• Required task: Copy each line of the listing below exactly.

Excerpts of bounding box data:
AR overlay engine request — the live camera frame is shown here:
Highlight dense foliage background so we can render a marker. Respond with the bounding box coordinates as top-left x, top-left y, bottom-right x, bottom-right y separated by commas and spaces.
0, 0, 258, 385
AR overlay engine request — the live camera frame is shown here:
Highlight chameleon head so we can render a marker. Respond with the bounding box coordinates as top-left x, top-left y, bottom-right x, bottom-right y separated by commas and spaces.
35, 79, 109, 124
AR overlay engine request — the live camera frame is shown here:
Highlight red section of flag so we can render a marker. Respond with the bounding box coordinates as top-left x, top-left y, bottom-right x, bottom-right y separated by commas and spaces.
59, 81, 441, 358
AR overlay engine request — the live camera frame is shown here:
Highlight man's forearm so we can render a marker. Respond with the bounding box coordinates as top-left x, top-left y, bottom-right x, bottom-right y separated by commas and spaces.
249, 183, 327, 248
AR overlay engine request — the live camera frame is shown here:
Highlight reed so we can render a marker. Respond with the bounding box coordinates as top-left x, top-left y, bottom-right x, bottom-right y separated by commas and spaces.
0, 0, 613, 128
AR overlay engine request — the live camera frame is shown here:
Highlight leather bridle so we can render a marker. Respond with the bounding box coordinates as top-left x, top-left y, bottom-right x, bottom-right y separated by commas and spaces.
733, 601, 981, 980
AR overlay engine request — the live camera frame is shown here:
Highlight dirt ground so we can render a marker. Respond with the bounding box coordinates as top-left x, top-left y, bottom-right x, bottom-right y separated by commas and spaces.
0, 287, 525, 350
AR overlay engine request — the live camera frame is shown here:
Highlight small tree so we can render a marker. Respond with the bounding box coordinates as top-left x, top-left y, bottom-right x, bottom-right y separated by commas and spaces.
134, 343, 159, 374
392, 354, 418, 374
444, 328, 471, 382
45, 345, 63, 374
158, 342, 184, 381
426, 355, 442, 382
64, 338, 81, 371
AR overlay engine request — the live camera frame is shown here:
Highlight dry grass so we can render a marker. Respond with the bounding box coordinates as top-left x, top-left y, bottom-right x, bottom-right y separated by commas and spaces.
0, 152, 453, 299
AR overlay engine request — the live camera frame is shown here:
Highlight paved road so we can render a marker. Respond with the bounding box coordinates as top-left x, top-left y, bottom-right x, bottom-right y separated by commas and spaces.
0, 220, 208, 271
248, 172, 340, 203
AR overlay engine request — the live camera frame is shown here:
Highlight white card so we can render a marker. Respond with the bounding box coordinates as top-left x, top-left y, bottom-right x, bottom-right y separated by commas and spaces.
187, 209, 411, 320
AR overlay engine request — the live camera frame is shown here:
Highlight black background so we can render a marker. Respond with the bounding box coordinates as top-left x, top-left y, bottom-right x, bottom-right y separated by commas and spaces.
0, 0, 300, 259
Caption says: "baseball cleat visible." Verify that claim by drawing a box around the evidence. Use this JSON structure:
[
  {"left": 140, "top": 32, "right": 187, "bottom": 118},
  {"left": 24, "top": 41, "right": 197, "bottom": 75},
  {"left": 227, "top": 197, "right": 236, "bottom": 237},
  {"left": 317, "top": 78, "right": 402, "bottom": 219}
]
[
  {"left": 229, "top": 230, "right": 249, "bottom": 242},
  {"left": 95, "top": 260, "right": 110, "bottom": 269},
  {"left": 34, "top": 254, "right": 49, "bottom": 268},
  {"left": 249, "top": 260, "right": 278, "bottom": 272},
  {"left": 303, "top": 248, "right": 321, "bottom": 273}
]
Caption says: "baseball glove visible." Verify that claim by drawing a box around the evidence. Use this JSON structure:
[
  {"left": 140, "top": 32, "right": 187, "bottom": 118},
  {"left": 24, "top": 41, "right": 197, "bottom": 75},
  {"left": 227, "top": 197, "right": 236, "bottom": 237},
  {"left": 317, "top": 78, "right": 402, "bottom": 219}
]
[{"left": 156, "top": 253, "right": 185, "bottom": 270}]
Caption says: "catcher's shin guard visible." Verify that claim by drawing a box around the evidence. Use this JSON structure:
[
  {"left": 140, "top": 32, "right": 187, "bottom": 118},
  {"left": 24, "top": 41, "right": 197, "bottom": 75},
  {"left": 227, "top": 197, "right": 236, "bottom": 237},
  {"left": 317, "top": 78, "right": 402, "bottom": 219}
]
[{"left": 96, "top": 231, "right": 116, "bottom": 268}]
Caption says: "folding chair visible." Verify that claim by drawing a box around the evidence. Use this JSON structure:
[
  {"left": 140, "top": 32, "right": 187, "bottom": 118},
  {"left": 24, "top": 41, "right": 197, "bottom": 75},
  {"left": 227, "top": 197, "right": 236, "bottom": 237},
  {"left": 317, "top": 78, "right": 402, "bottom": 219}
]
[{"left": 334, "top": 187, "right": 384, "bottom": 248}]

• Exercise output:
AR overlay engine request — the live camera frame is shown here:
Highlight dense foliage background so we can render a marker. Respond with the bounding box coordinates as top-left x, top-left y, bottom-right x, bottom-right y separated by commas and spaces.
0, 0, 258, 385
AR overlay engine request — the live camera frame is shown here:
Highlight chameleon head so we can render a marker. Respond with the bounding box coordinates as top-left x, top-left y, bottom-right x, bottom-right y separated by commas and spaces.
35, 79, 109, 124
AR overlay engine request — the live camera frame is shown here:
Highlight red section of flag so we can render a marker. Respond with the bounding box coordinates as top-left x, top-left y, bottom-right x, bottom-right y separated by commas and spaces.
59, 81, 441, 358
AR overlay engine request — the live camera frame is shown here:
Highlight man's forearm so we can render a marker. Respond with the bounding box coordinates as top-left x, top-left y, bottom-right x, bottom-right y separated by commas and spaces.
249, 183, 327, 248
AR overlay engine request — the live camera frame is shown here:
Highlight reed so we can render a marker. Respond with the bounding box coordinates as top-left x, top-left y, bottom-right x, bottom-right y separated by commas and spaces.
0, 0, 613, 128
AR overlay engine request — the live camera frame is shown here:
Highlight leather bridle so we can render a marker. Respond with the bounding box coordinates as top-left x, top-left y, bottom-right x, bottom-right y separated by commas and spaces.
733, 601, 981, 980
AR overlay engine request — the live camera frame is shown here:
Highlight dirt ground so we can render a marker. Respond with the bounding box coordinates as top-left x, top-left y, bottom-right x, bottom-right y separated by commas and spaces.
0, 287, 525, 350
AR overlay engine request — the live camera frame is shown here:
Highlight small tree so we can render a marker. Respond with the bounding box coordinates as top-left x, top-left y, bottom-right x, bottom-right y separated by commas and spaces.
134, 343, 159, 374
392, 354, 418, 374
444, 328, 471, 382
45, 345, 63, 374
158, 342, 184, 381
426, 355, 442, 382
64, 338, 81, 371
AR overlay engine request — the live camera frame is shown here:
Highlight dry grass so we can render a marker. Respond with the bounding box coordinates as top-left x, top-left y, bottom-right x, bottom-right y separated by commas and spaces.
0, 152, 453, 299
AR overlay engine request — the live camera frame is shown here:
Highlight paved road so we can render a marker. Respond with the bounding box coordinates as top-left x, top-left y, bottom-right x, bottom-right y separated by commas and spaces.
0, 220, 208, 271
248, 172, 340, 203
AR overlay engine request — the live camera frame is shown here:
Highlight white card so we can render a marker. Respond with the bounding box coordinates as top-left x, top-left y, bottom-right x, bottom-right y separated by commas and spaces.
187, 209, 411, 320
AR overlay engine request — the live camera frame is shown here:
Highlight black background so we can render a marker. Respond with the bounding box coordinates as top-left x, top-left y, bottom-right x, bottom-right y separated by commas and spaces.
0, 0, 300, 259
Caption says: "baseball cleat visible." Verify that claim by drawing a box around the evidence. Use this JSON structure:
[
  {"left": 140, "top": 32, "right": 187, "bottom": 118},
  {"left": 24, "top": 41, "right": 197, "bottom": 75},
  {"left": 227, "top": 197, "right": 236, "bottom": 237},
  {"left": 317, "top": 78, "right": 402, "bottom": 219}
]
[
  {"left": 229, "top": 230, "right": 249, "bottom": 242},
  {"left": 95, "top": 260, "right": 110, "bottom": 269},
  {"left": 34, "top": 254, "right": 49, "bottom": 268},
  {"left": 249, "top": 260, "right": 278, "bottom": 272},
  {"left": 303, "top": 248, "right": 321, "bottom": 273}
]
Caption says: "baseball glove visible." Verify that claim by drawing a box around the evidence. Use this JSON structure:
[
  {"left": 140, "top": 32, "right": 187, "bottom": 118},
  {"left": 24, "top": 41, "right": 197, "bottom": 75},
  {"left": 227, "top": 197, "right": 236, "bottom": 237},
  {"left": 317, "top": 78, "right": 402, "bottom": 219}
]
[{"left": 156, "top": 253, "right": 185, "bottom": 270}]
Caption says: "catcher's shin guard visible." Verify that claim by drawing a box around the evidence. Use this JSON structure:
[
  {"left": 140, "top": 32, "right": 187, "bottom": 118},
  {"left": 24, "top": 41, "right": 197, "bottom": 75},
  {"left": 227, "top": 197, "right": 236, "bottom": 237},
  {"left": 317, "top": 78, "right": 402, "bottom": 219}
]
[{"left": 96, "top": 231, "right": 116, "bottom": 268}]
Caption says: "folding chair visible." Verify that claim by drawing a box around the evidence. Use this JSON structure:
[
  {"left": 140, "top": 32, "right": 187, "bottom": 118},
  {"left": 24, "top": 41, "right": 197, "bottom": 75},
  {"left": 227, "top": 197, "right": 236, "bottom": 237},
  {"left": 317, "top": 78, "right": 402, "bottom": 219}
]
[{"left": 334, "top": 187, "right": 384, "bottom": 248}]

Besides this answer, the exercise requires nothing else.